| Text segment |
%%

To reiterate, Sorting is a fundamental algorithmic problem in computer science. The sorting problem refers to rearranging the elements of the set such that the values of the key are in a given order (an increasing or a decreasing order). There are many, many sorting algorithms that have been developed and analysed with the view to doing just this while also using less computing resources.

Some properties of these aforementioned algorithms are simplicity, stability, naturalness and efficiency. Essentially, you have a good sorting algorithm if it is intuitive and easy to understand, preserves the relative order of any two equal elements in its input, requires fewer operations as the distance between the initial and sorted arrays decrease, doesn’t require a large amount of resources.

Some algorithms do some of these things better than others. At the end of the day, you'll find that each sorting problem can be different, and that it's important to know what sorting algorithm best fits each kind of problem. Some sorts work better on nearly-sorted datasets, some sorts have less initial overhead, and some sorts have better worst-case time complexities than others. Simply put, there is no "ideal" sorting algorithm that suits all sorting problems because there is no "ideal" sorting problem.

The only ideal sorting algorithm is the one which best solves the sorting problem your confronted with, and to write and implementation a solution to the problem, it's vital you have previous knowledge of sorting algorithms.

Bubble Sort

Explanation

Bubble sort algorithm starts by comparing the first two elements of a given sequence and swapping if one is found to be a larger value. Then, second and third elements are compared and swapped if it is necessary and this process go on until last and penultimate element is compared and swapped.

The algorithm then pops back to the start of the sequence and begins doing the same thing all over again until every value is found to be in the correct position.

Performance

In Big O Notation, Insertion Sort's running times are as follows: Best Case: O(n2)), Average Case: O(n2)), Worst Case: O(n2)).

Advantages

Bubble Sort is incredibly simple and easy to both understand and implement. It works quite well with small datasets like other comparison sorts such as Selection Sort.

%%

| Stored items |
%%

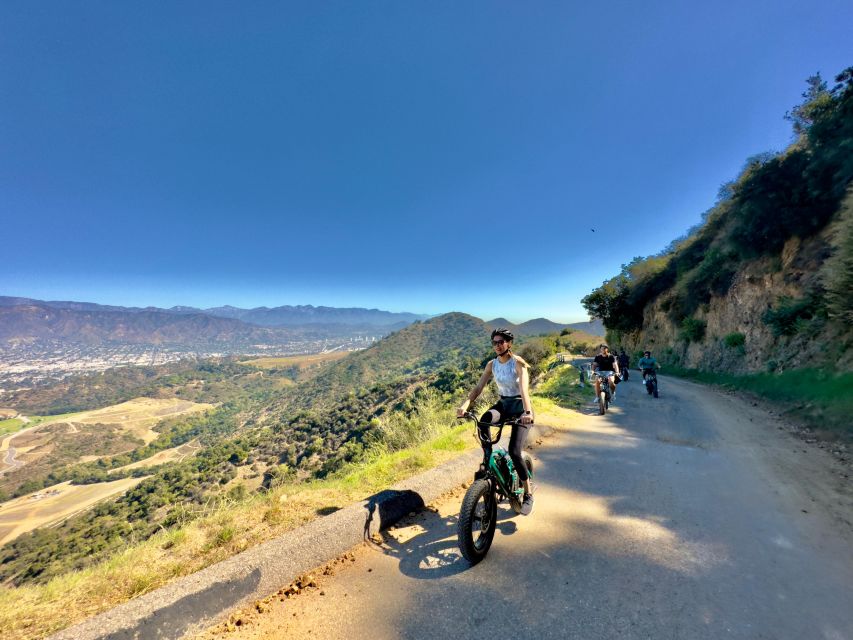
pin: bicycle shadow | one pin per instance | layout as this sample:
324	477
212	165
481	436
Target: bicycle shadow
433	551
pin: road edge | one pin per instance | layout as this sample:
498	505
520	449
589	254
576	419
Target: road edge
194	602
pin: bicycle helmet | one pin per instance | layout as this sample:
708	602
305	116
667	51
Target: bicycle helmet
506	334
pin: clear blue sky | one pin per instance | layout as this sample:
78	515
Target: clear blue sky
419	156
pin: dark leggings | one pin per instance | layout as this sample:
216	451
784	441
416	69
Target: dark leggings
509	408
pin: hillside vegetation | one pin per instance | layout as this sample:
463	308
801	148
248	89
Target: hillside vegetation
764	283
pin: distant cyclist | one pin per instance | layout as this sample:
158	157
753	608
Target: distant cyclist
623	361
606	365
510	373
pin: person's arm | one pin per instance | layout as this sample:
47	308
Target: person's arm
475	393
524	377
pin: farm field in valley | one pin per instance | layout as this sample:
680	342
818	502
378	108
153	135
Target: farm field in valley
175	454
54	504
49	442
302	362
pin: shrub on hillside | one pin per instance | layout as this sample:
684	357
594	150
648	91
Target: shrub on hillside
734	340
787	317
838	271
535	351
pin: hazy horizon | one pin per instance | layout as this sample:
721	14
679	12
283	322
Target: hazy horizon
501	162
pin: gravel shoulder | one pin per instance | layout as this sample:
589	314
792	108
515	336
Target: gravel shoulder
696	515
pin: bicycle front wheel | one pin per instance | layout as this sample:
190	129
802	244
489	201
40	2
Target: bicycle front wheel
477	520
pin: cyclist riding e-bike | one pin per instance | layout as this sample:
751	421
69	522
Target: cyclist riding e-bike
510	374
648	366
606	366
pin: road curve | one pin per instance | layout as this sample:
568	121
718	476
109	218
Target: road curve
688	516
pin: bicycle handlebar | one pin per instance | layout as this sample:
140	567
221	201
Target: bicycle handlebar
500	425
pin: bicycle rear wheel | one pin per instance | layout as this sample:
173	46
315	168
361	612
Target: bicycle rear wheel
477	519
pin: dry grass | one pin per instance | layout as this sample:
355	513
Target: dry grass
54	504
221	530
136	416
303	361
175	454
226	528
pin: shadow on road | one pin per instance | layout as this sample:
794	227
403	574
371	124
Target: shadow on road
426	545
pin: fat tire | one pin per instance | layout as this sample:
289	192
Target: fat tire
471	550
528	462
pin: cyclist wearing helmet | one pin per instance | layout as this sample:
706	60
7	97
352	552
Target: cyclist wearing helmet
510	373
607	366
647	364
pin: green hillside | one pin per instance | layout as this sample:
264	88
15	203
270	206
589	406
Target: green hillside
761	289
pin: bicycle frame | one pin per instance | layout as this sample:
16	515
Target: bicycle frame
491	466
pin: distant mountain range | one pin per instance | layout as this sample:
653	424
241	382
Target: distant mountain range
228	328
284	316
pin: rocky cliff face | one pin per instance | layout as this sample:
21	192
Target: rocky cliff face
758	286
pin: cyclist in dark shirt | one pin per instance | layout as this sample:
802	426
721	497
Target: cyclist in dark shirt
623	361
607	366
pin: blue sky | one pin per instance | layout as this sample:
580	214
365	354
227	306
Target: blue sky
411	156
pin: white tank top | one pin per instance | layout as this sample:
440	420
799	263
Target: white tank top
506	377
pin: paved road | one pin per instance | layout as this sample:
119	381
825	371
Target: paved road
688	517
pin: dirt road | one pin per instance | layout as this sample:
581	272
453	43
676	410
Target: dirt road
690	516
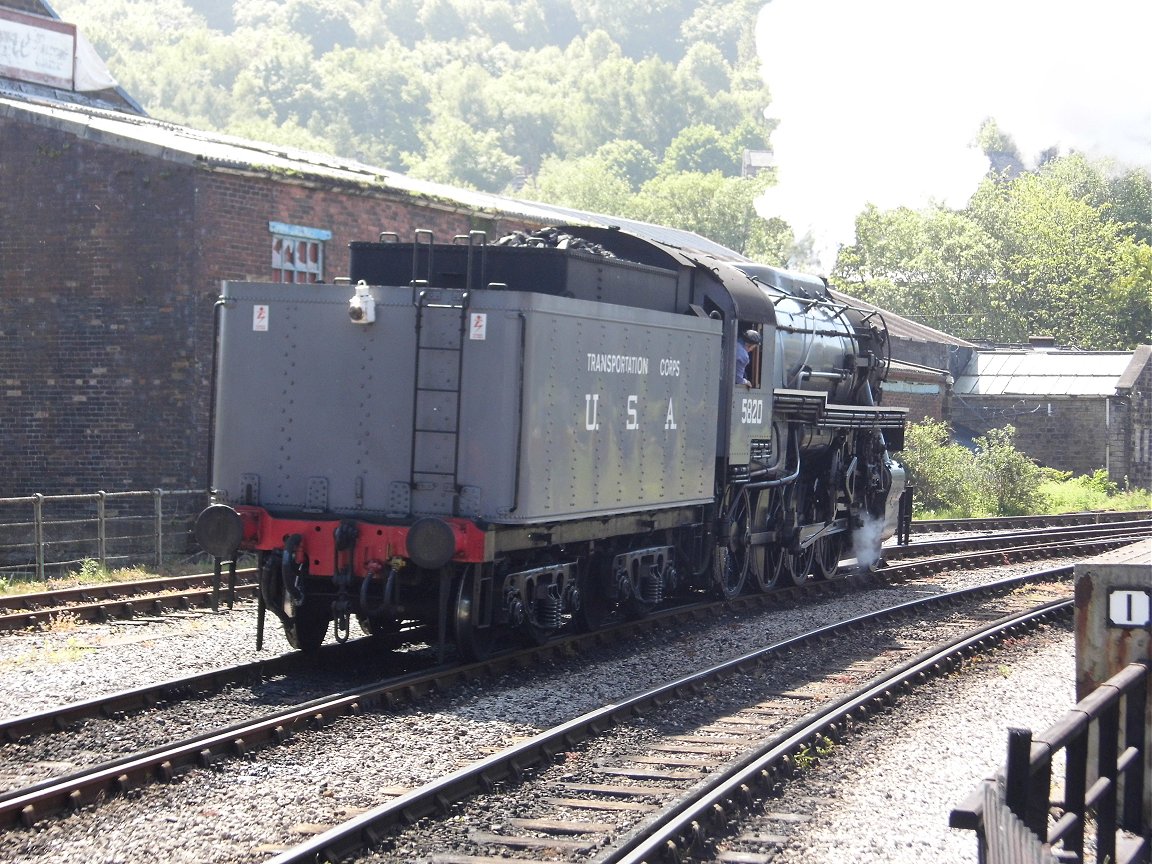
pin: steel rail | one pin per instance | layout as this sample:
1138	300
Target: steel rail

%%

| Instructions |
A. Repeat the passage of the sorting text starting at "Performance" and ending at "as Selection Sort.".
B. In the sorting text, which two values does bubble sort compare first?
C. Shorten the paragraph of the sorting text that begins "Some algorithms do some of these things better," keeping its main facts.

| Task-by-task solutions |
A.
Performance

In Big O Notation, Insertion Sort's running times are as follows: Best Case: O(n2)), Average Case: O(n2)), Worst Case: O(n2)).

Advantages

Bubble Sort is incredibly simple and easy to both understand and implement. It works quite well with small datasets like other comparison sorts such as Selection Sort.

B. The first two in the given sequence.

C. Some algorithms handle these properties better than others, and sorting problems differ, so it's important to know which algorithm best fits each kind of problem. Some work better on nearly-sorted datasets, some have less initial overhead, and some have better worst-case time complexities. No "ideal" sorting algorithm suits every problem, because there is no "ideal" sorting problem.